(Lines of data)
--- START ---

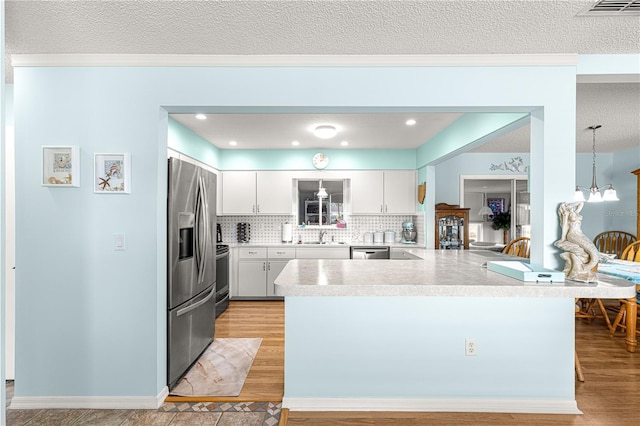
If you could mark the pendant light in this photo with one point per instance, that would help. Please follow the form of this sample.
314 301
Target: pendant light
594 192
484 209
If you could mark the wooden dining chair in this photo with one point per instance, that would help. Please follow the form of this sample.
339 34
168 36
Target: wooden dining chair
631 253
613 242
518 247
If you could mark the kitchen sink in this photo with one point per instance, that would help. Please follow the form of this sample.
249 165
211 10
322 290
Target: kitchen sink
329 243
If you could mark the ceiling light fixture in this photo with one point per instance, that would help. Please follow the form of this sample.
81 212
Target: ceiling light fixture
485 209
325 131
322 192
594 192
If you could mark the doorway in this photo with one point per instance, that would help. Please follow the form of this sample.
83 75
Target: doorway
502 195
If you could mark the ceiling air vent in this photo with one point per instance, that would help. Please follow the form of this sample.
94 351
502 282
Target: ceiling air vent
613 8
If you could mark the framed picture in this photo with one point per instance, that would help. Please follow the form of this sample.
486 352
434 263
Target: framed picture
496 205
61 166
111 174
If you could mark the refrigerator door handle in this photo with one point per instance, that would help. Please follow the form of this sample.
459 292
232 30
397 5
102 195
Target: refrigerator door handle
207 230
201 233
190 308
197 243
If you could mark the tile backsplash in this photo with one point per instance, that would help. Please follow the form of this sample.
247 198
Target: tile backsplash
268 229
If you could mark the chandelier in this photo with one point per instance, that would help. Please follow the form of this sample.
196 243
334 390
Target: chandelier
594 191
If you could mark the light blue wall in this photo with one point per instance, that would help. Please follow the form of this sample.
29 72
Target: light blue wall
619 215
274 159
184 140
413 347
469 129
448 172
2 219
623 214
99 312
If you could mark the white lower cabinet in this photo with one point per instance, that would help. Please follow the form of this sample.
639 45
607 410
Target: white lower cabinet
252 278
258 267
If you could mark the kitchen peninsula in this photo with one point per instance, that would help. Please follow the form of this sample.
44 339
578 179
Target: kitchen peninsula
438 334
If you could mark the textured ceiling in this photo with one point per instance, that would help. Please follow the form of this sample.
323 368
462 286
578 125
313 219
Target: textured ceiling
370 131
374 27
615 106
383 27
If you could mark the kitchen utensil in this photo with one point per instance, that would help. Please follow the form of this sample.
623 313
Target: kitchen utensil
409 233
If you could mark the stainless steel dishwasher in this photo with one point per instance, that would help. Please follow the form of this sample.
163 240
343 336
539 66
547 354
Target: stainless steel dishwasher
368 252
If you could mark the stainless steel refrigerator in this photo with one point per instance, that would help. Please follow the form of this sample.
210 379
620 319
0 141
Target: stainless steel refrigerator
191 293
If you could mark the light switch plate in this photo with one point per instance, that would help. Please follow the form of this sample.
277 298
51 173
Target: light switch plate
119 242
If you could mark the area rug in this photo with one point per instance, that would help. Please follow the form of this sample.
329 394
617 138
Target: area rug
221 370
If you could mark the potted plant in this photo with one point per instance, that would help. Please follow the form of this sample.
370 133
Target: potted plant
502 221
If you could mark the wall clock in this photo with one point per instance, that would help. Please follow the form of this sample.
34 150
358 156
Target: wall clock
320 160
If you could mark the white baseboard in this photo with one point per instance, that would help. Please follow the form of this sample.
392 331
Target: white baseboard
90 402
536 406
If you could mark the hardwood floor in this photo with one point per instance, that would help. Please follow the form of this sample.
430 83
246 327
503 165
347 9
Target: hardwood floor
609 396
265 381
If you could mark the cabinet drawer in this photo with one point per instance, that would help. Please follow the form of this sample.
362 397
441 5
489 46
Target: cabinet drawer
281 253
322 253
252 253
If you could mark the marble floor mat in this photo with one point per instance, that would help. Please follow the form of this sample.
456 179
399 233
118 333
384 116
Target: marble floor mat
221 370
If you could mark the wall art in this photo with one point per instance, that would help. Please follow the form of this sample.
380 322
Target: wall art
112 174
61 166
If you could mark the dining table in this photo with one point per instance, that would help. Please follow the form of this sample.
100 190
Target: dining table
629 271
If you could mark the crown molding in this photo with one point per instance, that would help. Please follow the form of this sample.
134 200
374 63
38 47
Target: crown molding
132 60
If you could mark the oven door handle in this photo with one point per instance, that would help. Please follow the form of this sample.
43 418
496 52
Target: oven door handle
196 305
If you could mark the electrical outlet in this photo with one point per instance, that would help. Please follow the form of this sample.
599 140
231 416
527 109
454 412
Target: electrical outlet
470 347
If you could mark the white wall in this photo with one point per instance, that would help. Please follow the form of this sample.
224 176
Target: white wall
100 313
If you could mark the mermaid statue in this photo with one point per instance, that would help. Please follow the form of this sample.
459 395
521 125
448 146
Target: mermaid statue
580 254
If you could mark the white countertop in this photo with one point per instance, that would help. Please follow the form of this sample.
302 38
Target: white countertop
327 245
440 273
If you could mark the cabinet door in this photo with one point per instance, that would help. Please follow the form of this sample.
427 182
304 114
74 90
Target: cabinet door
274 267
400 192
252 278
239 192
367 192
274 191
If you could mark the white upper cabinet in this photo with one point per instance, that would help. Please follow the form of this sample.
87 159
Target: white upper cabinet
367 192
400 191
274 192
384 192
262 192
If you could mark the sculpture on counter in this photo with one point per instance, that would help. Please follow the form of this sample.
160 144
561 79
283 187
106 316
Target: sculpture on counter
581 255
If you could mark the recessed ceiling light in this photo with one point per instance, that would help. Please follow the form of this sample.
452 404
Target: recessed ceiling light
325 131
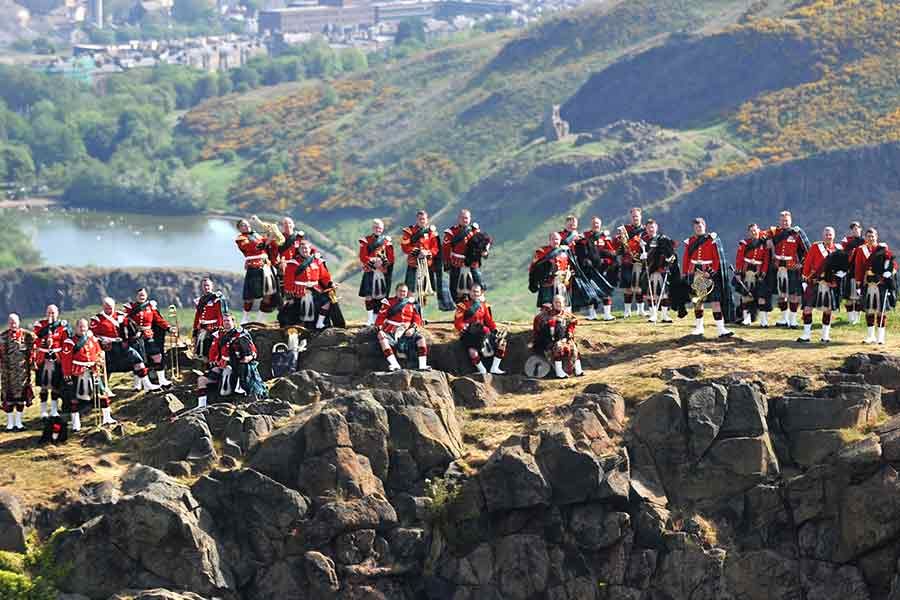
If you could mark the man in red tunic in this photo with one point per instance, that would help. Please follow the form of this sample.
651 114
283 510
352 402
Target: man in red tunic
553 334
108 326
752 268
211 307
421 245
81 358
455 245
821 287
701 255
596 253
16 365
49 334
399 326
475 323
376 255
148 329
873 268
550 273
306 283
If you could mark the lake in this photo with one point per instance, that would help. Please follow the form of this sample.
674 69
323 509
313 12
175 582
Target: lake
80 238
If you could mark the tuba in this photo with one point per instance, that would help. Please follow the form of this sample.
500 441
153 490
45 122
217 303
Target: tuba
270 230
701 287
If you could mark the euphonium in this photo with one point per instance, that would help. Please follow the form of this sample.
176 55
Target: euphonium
270 230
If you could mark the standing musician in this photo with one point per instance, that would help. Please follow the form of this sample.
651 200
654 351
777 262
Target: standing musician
420 244
751 274
259 281
376 253
788 244
49 334
109 328
596 253
853 240
475 323
550 273
630 270
822 287
81 359
398 324
147 329
208 317
233 366
658 256
16 365
553 334
704 262
455 249
873 268
307 284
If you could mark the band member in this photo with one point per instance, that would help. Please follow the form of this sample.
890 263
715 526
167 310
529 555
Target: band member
16 365
376 253
147 330
109 328
658 256
208 317
788 244
399 326
631 267
853 240
307 283
822 287
81 358
596 253
49 334
455 251
475 323
550 273
704 262
420 244
570 235
259 281
751 272
233 367
873 268
553 334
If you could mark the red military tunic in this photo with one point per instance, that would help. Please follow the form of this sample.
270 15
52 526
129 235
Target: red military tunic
754 259
862 262
704 257
415 238
482 315
599 241
210 312
401 319
144 317
255 249
48 339
108 328
368 250
814 262
454 253
788 250
76 360
314 276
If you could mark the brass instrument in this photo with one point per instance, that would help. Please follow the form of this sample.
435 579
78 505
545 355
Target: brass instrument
423 280
270 230
174 359
702 286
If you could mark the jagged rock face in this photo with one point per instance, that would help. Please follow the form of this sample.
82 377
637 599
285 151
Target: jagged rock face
29 291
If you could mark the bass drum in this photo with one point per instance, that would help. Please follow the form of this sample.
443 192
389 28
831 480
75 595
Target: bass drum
537 367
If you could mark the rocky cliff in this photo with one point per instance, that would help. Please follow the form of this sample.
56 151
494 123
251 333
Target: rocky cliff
29 291
346 486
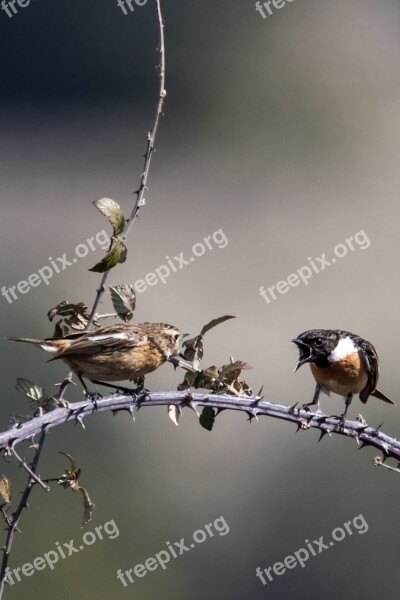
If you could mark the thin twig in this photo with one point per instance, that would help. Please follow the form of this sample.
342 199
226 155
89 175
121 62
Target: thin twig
254 407
15 517
28 470
13 522
151 136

--- END ---

● **Work to do**:
Copy out exactly the lines between the line containing "If you could mark the band" and the end of the entries, including both, and leave the pictures behind.

● **Solved exercise**:
If you could mark the band member in this photo with one point per instance, that would help. Please follow the form of this sample.
890 263
715 526
167 310
529 555
Target: band member
16 365
376 253
147 330
109 328
658 256
208 317
788 244
399 326
631 267
853 240
307 283
822 287
81 358
596 253
49 334
455 251
475 323
550 273
704 262
420 244
570 235
259 281
751 272
233 367
873 268
553 334
If you could mark the red military tunic in this photo with one point per instance, that would help. Please follow the form of this sample.
270 15
52 526
129 235
Target: red military tunic
754 259
862 262
704 257
415 238
482 315
599 241
210 312
401 319
144 317
255 249
48 339
108 328
368 250
814 262
454 253
788 250
76 360
314 276
If you could mark the brass instrument in this photo with one point per instance, that would help. Please follow the form of this sample.
435 579
78 505
545 355
Target: brass instrument
423 280
270 230
174 359
702 286
If you could mark the jagged rock face in this photo with one point per instance, that would help. Please follow the form of this sample.
82 377
637 599
285 151
Target: jagged rock face
29 291
If you could mark the bass drum in this photo with one point per instance, that would help. Please follow the form of this sample.
443 192
389 28
831 480
75 595
Target: bass drum
537 367
If you could mark the rocky cliff in this photo with one point per instance, that would help. Please follow the form of this sample.
56 151
494 123
251 333
Target: rocky cliff
29 291
346 486
If you could mark the thin twig in this photo with one point per instance, that would help. Please follow the form of this sample.
342 199
226 155
89 175
121 62
Target: thin twig
254 407
15 517
28 470
13 522
151 136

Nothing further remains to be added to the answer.